Reproduce everything from the line containing "Quick presence check — is there any gabled" down to the line containing "[277,391,443,460]", renaming "lamp post" to "street light" and leaving all else unchanged. Omit the pictures from your answer.

++++

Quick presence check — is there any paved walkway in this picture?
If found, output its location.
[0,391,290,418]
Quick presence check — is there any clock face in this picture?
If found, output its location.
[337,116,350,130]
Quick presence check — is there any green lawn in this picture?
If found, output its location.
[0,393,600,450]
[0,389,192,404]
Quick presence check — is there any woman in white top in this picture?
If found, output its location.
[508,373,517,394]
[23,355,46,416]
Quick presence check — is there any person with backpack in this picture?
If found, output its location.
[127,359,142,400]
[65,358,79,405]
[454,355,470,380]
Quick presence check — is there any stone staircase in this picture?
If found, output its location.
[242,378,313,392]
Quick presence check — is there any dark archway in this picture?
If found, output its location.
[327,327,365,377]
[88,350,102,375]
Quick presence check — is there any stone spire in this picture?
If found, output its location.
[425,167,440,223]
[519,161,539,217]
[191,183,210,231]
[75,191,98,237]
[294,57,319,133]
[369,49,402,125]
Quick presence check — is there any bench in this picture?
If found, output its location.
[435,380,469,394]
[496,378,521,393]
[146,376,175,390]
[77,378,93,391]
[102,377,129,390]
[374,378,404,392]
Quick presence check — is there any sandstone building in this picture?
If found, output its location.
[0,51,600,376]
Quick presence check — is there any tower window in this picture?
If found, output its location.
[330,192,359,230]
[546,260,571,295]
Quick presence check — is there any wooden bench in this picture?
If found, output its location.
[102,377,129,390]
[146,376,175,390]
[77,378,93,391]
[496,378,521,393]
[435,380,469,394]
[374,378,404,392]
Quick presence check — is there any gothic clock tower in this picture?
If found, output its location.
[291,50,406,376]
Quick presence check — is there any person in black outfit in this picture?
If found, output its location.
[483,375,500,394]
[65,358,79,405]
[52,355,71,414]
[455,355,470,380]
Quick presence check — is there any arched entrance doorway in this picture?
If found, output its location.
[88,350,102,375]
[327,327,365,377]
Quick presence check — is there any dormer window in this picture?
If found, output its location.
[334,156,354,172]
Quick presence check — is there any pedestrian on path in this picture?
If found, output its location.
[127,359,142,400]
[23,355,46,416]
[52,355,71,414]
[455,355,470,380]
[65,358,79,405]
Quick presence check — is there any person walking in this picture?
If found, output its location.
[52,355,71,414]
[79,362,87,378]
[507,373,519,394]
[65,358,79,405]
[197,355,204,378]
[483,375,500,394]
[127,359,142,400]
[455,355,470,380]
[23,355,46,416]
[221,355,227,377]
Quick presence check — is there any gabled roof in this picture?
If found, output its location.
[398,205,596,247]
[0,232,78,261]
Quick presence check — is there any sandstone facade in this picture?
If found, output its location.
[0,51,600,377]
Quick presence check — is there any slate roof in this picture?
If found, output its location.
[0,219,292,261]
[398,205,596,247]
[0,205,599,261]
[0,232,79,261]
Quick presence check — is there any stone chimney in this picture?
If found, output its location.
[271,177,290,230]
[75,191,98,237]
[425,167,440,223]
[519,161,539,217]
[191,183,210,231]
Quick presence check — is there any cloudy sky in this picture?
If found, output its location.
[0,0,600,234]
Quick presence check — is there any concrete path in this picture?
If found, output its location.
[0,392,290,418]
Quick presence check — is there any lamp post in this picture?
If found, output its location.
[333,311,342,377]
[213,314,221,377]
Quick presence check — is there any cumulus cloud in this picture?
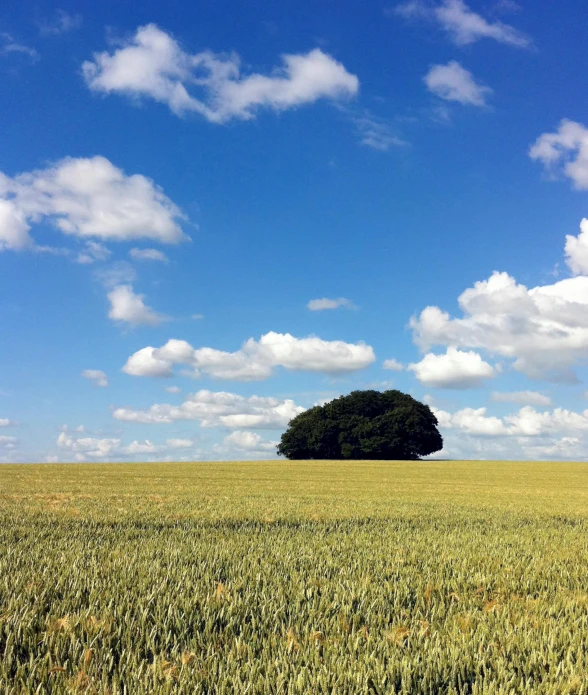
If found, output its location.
[433,405,588,437]
[113,390,305,429]
[382,358,404,372]
[0,157,186,251]
[223,431,278,456]
[123,331,376,381]
[129,249,169,263]
[565,218,588,275]
[82,24,359,123]
[108,285,167,326]
[306,297,355,311]
[76,241,112,265]
[57,427,199,461]
[0,31,39,62]
[529,118,588,190]
[0,200,33,251]
[57,431,120,458]
[394,0,531,48]
[432,408,506,436]
[82,369,108,388]
[39,10,82,36]
[408,347,496,389]
[351,111,408,152]
[166,439,194,449]
[423,60,492,106]
[490,391,552,405]
[0,435,18,449]
[410,260,588,382]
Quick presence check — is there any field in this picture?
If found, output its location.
[0,461,588,695]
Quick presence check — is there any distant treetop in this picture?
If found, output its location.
[277,391,443,460]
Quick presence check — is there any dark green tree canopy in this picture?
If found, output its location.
[278,391,443,461]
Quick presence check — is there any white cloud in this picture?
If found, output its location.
[382,358,404,372]
[223,431,278,458]
[410,256,588,382]
[123,347,173,377]
[76,241,112,265]
[490,391,552,405]
[0,200,33,251]
[57,427,194,461]
[351,111,408,152]
[57,431,120,458]
[166,439,194,449]
[0,31,39,62]
[82,369,108,388]
[433,405,588,437]
[123,331,376,381]
[529,118,588,190]
[565,218,588,275]
[0,435,18,449]
[0,157,186,250]
[94,261,137,290]
[432,408,507,436]
[504,406,588,437]
[82,24,359,123]
[129,249,169,263]
[124,439,163,455]
[423,60,492,106]
[395,0,531,48]
[408,347,496,389]
[113,390,305,429]
[306,297,355,311]
[108,285,167,326]
[39,10,82,36]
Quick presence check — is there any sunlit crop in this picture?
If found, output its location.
[0,461,588,695]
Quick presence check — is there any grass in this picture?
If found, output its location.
[0,462,588,695]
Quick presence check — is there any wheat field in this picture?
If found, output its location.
[0,461,588,695]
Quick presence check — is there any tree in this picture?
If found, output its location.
[278,391,443,461]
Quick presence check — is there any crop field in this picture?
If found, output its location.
[0,461,588,695]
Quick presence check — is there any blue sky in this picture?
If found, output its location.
[0,0,588,461]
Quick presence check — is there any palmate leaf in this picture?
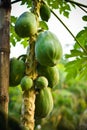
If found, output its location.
[45,0,75,17]
[21,0,32,8]
[74,27,87,49]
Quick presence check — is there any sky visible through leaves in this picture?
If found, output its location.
[10,0,87,57]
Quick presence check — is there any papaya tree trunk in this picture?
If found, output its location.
[21,0,40,130]
[0,0,11,113]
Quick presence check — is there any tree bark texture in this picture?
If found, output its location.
[0,0,11,113]
[21,0,40,130]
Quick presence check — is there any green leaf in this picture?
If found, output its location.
[74,27,87,49]
[65,57,87,80]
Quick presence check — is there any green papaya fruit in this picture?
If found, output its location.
[35,87,53,119]
[20,76,33,91]
[15,12,37,38]
[37,64,59,88]
[35,76,48,89]
[40,4,51,22]
[9,57,25,87]
[35,31,62,67]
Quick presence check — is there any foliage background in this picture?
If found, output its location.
[9,0,87,130]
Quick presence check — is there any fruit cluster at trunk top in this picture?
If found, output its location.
[10,4,62,119]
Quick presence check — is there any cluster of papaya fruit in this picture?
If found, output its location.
[10,4,62,118]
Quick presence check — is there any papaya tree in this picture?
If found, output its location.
[0,0,85,130]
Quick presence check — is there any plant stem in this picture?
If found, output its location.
[21,0,40,130]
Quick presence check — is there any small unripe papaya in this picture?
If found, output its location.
[20,76,33,91]
[40,4,51,22]
[35,76,48,89]
[35,31,62,67]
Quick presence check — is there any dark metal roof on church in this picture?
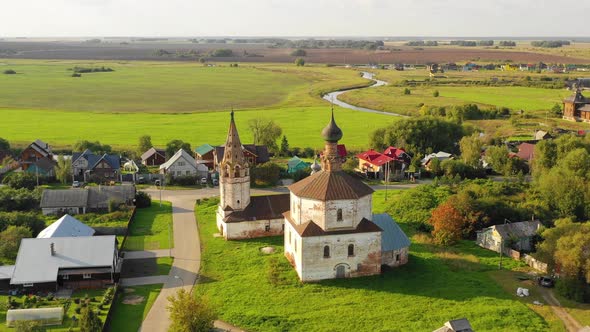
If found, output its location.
[289,171,374,201]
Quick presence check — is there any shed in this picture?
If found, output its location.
[373,213,411,267]
[37,214,95,239]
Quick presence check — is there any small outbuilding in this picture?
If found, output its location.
[373,213,411,267]
[37,214,95,239]
[475,220,541,252]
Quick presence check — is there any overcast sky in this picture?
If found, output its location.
[0,0,590,37]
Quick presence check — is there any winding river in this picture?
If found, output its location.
[322,71,405,116]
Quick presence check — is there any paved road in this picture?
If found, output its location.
[124,249,174,259]
[135,184,418,332]
[140,190,207,332]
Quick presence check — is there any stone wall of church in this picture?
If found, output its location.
[285,222,382,282]
[217,217,284,240]
[219,176,250,210]
[284,220,302,279]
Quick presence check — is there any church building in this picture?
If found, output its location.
[217,111,289,240]
[284,113,410,282]
[217,112,410,282]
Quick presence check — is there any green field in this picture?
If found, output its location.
[123,201,174,250]
[340,86,571,115]
[195,195,563,331]
[107,284,163,332]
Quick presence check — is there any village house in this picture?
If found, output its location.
[356,146,412,180]
[160,149,209,178]
[141,147,166,166]
[420,151,454,170]
[72,149,121,182]
[563,88,590,122]
[475,220,541,252]
[195,144,215,170]
[514,143,535,162]
[40,185,136,215]
[19,140,55,176]
[284,114,409,282]
[217,111,289,240]
[10,235,122,292]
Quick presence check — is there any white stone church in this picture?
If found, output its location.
[217,112,410,281]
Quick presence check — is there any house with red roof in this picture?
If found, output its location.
[356,146,412,179]
[516,143,535,162]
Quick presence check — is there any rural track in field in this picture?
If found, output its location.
[539,287,582,332]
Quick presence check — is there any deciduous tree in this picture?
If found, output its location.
[167,289,217,332]
[55,154,72,183]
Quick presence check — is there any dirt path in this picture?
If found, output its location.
[539,287,582,332]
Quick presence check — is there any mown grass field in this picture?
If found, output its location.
[107,284,163,332]
[0,102,398,148]
[195,194,563,331]
[123,201,174,250]
[340,86,572,115]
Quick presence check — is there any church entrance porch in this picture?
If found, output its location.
[336,264,346,279]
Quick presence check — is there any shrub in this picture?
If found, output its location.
[135,191,152,208]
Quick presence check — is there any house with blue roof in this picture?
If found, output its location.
[72,149,121,182]
[373,213,410,267]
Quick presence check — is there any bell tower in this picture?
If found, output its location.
[219,110,250,211]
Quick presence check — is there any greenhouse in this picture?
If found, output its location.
[6,307,64,327]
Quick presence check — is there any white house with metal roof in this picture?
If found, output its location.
[10,235,121,291]
[160,149,209,178]
[37,214,95,239]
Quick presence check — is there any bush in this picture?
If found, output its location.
[555,278,590,303]
[135,191,152,208]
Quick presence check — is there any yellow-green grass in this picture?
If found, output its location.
[156,257,174,276]
[339,86,571,115]
[108,284,163,332]
[195,199,549,331]
[0,60,369,113]
[123,201,174,250]
[0,289,111,332]
[0,105,398,148]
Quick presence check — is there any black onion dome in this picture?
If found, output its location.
[322,111,342,143]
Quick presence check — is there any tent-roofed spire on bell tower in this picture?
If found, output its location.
[222,109,247,168]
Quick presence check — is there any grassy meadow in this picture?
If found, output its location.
[123,201,174,250]
[106,284,163,332]
[195,195,564,331]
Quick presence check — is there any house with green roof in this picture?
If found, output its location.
[287,156,311,174]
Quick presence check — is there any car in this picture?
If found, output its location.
[537,276,555,288]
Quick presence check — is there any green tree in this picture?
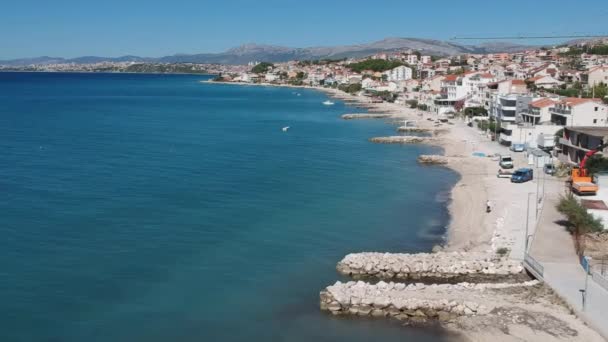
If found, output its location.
[557,194,604,255]
[585,154,608,175]
[347,59,405,72]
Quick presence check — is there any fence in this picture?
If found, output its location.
[580,256,608,291]
[591,271,608,291]
[524,253,545,280]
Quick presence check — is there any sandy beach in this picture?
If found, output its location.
[205,83,604,342]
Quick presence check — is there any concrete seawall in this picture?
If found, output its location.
[342,113,395,120]
[319,280,539,323]
[336,252,529,282]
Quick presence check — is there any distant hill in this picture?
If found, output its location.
[0,38,552,66]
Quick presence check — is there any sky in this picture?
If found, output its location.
[0,0,608,59]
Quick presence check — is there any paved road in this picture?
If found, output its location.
[530,188,608,339]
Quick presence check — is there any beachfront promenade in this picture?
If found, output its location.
[530,190,608,339]
[462,120,608,340]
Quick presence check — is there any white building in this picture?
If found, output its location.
[521,98,557,125]
[407,54,418,65]
[587,65,608,87]
[384,65,415,82]
[549,97,608,127]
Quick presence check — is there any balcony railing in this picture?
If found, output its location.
[549,107,572,115]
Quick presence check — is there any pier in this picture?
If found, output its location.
[342,113,395,120]
[369,135,435,144]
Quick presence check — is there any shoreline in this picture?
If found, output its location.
[201,81,603,342]
[200,80,476,251]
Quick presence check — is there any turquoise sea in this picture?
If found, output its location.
[0,73,457,342]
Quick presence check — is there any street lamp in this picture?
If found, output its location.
[524,192,534,256]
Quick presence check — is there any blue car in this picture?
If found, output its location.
[511,169,534,183]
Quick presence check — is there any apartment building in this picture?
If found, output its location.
[549,97,608,126]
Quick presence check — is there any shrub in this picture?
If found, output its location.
[557,194,604,255]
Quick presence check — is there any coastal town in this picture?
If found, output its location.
[202,40,608,341]
[5,39,608,341]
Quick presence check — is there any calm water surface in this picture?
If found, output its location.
[0,73,457,342]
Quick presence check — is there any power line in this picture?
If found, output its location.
[450,34,608,40]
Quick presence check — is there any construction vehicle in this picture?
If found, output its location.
[511,168,534,183]
[569,143,608,195]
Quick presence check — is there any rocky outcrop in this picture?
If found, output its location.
[369,135,434,144]
[320,280,539,322]
[418,154,448,165]
[342,113,394,120]
[336,252,528,282]
[397,126,435,133]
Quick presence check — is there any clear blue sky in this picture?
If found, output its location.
[0,0,608,59]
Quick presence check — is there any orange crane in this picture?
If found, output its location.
[570,142,608,195]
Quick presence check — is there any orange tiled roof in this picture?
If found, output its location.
[530,98,555,108]
[560,97,601,107]
[528,76,545,82]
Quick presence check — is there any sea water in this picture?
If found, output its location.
[0,73,457,342]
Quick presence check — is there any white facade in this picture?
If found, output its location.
[384,65,415,82]
[549,98,608,127]
[407,55,418,65]
[587,65,608,87]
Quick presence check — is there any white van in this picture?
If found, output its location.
[498,155,513,169]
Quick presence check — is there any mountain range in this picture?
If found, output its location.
[0,38,548,66]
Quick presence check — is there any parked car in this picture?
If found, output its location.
[543,164,557,176]
[498,155,513,169]
[511,168,534,183]
[511,144,526,152]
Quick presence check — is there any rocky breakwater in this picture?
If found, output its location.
[320,280,539,323]
[342,113,395,120]
[336,252,529,282]
[369,135,435,144]
[418,154,449,165]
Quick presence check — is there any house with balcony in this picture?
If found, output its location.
[549,97,608,127]
[528,75,564,89]
[583,65,608,87]
[384,65,415,82]
[433,75,467,114]
[498,122,562,151]
[521,98,557,125]
[557,126,608,165]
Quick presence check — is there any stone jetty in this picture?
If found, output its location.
[418,154,449,165]
[319,280,539,323]
[342,113,394,120]
[369,135,434,144]
[336,252,529,282]
[397,126,435,133]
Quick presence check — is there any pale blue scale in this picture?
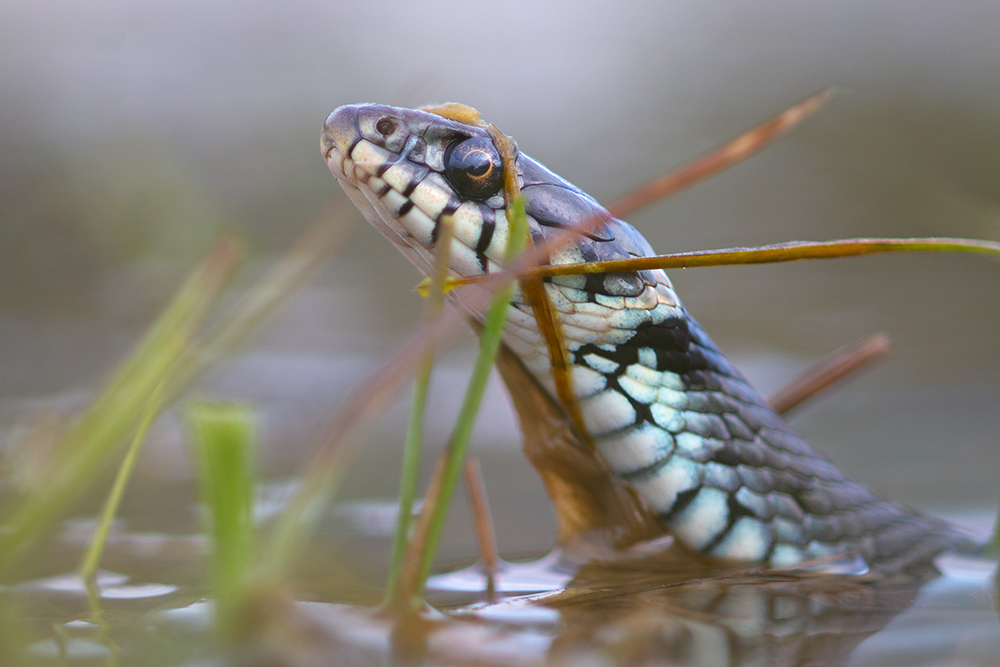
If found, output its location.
[630,456,701,514]
[638,347,656,369]
[396,204,436,248]
[597,422,674,475]
[608,309,649,335]
[451,201,483,248]
[712,517,771,561]
[649,403,687,434]
[653,364,687,393]
[572,366,608,400]
[580,389,636,437]
[408,171,458,220]
[674,431,723,463]
[656,384,688,410]
[670,488,729,550]
[703,461,743,492]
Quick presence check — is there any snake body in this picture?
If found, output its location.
[322,104,967,571]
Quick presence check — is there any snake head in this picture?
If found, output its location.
[322,104,651,295]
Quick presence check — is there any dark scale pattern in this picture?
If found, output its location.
[324,105,976,571]
[574,298,961,570]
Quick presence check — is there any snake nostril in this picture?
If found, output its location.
[375,118,396,137]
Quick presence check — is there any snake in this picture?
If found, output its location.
[321,104,970,573]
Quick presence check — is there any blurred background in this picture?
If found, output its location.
[0,0,1000,564]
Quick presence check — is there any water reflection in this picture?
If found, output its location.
[545,554,928,666]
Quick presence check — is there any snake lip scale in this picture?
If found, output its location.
[321,104,971,573]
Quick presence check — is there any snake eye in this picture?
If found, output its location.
[444,137,503,199]
[375,117,396,137]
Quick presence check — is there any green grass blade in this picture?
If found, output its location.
[0,238,241,570]
[385,215,455,604]
[188,403,256,641]
[516,237,1000,283]
[392,196,528,609]
[79,383,163,585]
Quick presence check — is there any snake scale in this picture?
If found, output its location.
[322,104,968,572]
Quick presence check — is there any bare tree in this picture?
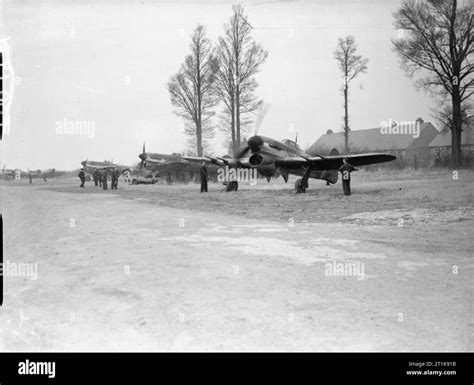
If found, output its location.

++++

• _The response_:
Quick presence check — is there any gabled roof in this picture?
If found, output its location.
[398,205,596,247]
[0,232,78,261]
Quick presence check — is there any sandstone facade in this picture?
If found, output its location.
[0,51,600,377]
Quick presence check — is there any slate roof in this picture?
If found, output its location.
[0,219,292,261]
[398,205,596,247]
[0,205,599,261]
[0,232,79,261]
Quick presence check — is there any stone chimney in this picture?
If found, output its location.
[271,177,290,230]
[75,191,98,237]
[425,167,440,223]
[519,161,539,217]
[191,183,210,231]
Quick presence check — is there any cloudy sky in this picture?
If found, output its location.
[0,0,600,234]
Quick presence check — is there any concrete path in this picture?
If found, output its location.
[0,392,290,418]
Quick presence check — is there any street light in this picture?
If found, output its location.
[333,311,342,377]
[213,314,221,377]
Quick presence check — is there any cumulus cloud in this picture?
If found, output its location.
[433,405,588,437]
[113,390,305,429]
[382,358,404,372]
[0,157,186,251]
[223,431,278,456]
[123,331,376,381]
[129,249,169,263]
[565,218,588,275]
[82,24,359,123]
[108,285,167,326]
[306,297,355,311]
[76,241,112,265]
[57,427,199,461]
[0,31,39,62]
[529,118,588,190]
[0,200,33,251]
[57,431,120,458]
[394,0,531,48]
[432,408,506,436]
[82,369,108,388]
[39,10,82,36]
[408,347,496,389]
[351,111,408,152]
[166,439,194,449]
[423,60,492,106]
[490,391,552,405]
[0,435,18,449]
[410,260,588,382]
Quick presence check — is there any field in this picture?
If found, output its location.
[0,461,588,695]
Quick presence check — is there any distant treetop in this picture?
If found, output its location.
[277,391,443,460]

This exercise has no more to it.